SET TASK: Reproduce exactly the lines below, starting with the line that contains "Point out every instance of the stone" and ending with the last line of the records, both included, and nothing else.

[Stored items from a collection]

==============================

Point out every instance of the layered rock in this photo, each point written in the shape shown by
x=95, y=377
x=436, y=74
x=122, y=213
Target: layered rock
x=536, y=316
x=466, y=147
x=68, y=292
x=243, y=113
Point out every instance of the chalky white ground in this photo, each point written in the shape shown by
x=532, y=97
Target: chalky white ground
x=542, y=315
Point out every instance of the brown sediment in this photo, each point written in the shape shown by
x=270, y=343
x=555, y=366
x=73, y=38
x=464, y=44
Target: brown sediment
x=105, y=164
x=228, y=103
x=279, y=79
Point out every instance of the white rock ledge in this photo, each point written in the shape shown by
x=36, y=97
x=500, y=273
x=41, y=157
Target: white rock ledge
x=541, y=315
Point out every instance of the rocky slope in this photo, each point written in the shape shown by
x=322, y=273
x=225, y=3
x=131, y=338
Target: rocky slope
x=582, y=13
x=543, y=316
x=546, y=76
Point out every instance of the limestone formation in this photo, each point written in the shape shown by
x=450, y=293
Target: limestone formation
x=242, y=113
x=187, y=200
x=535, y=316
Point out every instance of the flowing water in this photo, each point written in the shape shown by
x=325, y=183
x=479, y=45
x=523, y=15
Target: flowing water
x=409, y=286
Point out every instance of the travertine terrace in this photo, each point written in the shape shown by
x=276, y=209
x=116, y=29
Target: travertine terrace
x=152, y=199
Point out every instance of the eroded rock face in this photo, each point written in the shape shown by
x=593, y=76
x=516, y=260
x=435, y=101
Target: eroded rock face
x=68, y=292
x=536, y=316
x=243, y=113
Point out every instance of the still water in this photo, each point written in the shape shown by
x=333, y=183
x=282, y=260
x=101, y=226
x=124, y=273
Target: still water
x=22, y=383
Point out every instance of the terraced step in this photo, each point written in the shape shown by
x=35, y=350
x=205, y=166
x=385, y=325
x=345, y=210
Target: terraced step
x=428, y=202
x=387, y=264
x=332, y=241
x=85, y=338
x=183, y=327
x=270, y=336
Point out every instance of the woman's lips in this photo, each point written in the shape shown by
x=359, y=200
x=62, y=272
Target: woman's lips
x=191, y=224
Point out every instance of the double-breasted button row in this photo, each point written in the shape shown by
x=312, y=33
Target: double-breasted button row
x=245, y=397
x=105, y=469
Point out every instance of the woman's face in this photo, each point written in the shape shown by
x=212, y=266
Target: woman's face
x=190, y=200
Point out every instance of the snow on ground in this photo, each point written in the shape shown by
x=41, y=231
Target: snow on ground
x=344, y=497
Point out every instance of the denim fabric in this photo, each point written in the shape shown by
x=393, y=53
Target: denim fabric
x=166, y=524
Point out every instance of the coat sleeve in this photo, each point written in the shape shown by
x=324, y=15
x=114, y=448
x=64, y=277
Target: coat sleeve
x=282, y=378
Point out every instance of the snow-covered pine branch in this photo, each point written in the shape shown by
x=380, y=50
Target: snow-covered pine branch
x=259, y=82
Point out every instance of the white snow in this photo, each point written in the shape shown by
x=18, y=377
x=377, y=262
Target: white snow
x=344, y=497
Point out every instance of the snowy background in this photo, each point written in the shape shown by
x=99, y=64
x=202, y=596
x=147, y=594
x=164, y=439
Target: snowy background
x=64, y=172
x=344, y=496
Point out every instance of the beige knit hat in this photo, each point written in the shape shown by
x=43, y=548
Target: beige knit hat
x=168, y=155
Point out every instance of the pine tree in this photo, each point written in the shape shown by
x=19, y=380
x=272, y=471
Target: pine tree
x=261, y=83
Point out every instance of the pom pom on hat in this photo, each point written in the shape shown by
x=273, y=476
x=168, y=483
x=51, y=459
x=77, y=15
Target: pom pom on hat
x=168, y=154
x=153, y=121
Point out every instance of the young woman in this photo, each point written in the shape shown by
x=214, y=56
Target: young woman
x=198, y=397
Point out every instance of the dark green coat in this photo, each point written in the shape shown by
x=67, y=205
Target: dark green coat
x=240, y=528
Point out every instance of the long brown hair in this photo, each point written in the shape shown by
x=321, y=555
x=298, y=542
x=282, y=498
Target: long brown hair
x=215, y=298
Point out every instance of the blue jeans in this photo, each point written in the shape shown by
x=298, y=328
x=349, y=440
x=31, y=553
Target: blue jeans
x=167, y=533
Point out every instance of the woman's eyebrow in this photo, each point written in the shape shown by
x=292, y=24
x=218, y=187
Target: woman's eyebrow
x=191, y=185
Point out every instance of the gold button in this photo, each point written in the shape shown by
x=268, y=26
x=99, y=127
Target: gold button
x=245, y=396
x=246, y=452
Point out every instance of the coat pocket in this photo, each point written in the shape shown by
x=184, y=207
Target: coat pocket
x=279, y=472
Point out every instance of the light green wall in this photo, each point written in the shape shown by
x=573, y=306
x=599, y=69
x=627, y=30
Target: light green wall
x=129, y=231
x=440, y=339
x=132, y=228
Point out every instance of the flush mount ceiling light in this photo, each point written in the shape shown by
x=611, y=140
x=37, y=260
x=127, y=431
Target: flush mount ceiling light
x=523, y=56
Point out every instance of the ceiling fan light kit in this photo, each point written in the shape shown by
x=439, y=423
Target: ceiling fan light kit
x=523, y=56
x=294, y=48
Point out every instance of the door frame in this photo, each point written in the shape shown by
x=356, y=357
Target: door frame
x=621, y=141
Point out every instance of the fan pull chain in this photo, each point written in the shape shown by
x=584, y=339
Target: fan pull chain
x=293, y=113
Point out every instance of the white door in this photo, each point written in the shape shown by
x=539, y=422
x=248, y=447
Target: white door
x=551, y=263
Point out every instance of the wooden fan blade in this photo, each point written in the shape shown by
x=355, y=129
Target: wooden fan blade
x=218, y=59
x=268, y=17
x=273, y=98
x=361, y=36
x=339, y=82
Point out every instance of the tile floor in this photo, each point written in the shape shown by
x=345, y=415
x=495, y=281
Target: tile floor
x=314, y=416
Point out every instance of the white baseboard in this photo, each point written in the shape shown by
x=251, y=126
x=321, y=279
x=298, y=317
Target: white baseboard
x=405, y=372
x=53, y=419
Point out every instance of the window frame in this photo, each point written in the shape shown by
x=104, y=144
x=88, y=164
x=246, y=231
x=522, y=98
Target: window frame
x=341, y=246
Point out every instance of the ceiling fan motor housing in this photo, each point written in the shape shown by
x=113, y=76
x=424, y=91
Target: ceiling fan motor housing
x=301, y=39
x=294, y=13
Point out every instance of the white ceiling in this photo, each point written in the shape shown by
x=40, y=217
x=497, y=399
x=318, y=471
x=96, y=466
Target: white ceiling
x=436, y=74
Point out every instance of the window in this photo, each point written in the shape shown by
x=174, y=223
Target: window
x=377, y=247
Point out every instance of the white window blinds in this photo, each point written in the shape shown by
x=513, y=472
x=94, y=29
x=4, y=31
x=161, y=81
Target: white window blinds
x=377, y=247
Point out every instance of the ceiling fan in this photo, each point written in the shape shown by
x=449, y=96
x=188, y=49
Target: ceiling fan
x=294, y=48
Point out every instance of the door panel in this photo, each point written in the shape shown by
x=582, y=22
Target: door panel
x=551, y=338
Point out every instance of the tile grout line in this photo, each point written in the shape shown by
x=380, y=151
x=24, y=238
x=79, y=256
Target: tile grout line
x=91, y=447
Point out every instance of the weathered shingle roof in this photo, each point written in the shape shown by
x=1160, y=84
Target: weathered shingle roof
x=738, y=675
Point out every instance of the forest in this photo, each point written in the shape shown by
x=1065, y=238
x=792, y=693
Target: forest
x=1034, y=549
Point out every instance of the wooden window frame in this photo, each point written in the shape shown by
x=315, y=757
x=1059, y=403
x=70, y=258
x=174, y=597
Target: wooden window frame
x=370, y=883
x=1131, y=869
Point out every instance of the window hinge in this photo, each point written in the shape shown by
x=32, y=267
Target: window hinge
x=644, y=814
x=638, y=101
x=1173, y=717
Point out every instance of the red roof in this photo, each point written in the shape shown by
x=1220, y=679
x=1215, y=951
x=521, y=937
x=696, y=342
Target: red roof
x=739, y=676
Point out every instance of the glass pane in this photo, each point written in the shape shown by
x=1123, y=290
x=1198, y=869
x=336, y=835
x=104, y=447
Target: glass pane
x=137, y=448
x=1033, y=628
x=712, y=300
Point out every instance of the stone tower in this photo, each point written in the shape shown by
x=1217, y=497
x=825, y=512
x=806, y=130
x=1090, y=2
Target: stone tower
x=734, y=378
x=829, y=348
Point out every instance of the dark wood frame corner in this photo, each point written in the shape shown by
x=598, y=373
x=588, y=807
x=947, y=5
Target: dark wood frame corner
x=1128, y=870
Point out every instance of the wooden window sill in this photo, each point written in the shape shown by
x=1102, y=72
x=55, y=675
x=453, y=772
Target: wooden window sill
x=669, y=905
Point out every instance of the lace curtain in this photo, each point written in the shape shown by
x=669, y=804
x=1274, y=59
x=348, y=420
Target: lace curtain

==============================

ANSWER TO THE PROBLEM:
Point out every instance of the stone tower in this photo, each point written in the shape shown by
x=1217, y=497
x=825, y=512
x=806, y=130
x=1090, y=2
Target: stone tower
x=734, y=378
x=829, y=348
Point out every instance of the dark wood frame corner in this photo, each point written in the shape shown by
x=598, y=373
x=588, y=807
x=947, y=5
Target: dark wood frame corner
x=1128, y=870
Point out every instance of the wooden window sill in this photo, each point written in the shape shown by
x=1102, y=72
x=55, y=675
x=453, y=772
Target: wooden window sill
x=669, y=905
Point out every instance of the lace curtain in this photo, each point written in the shape shown by
x=669, y=804
x=1274, y=59
x=348, y=420
Target: lace curtain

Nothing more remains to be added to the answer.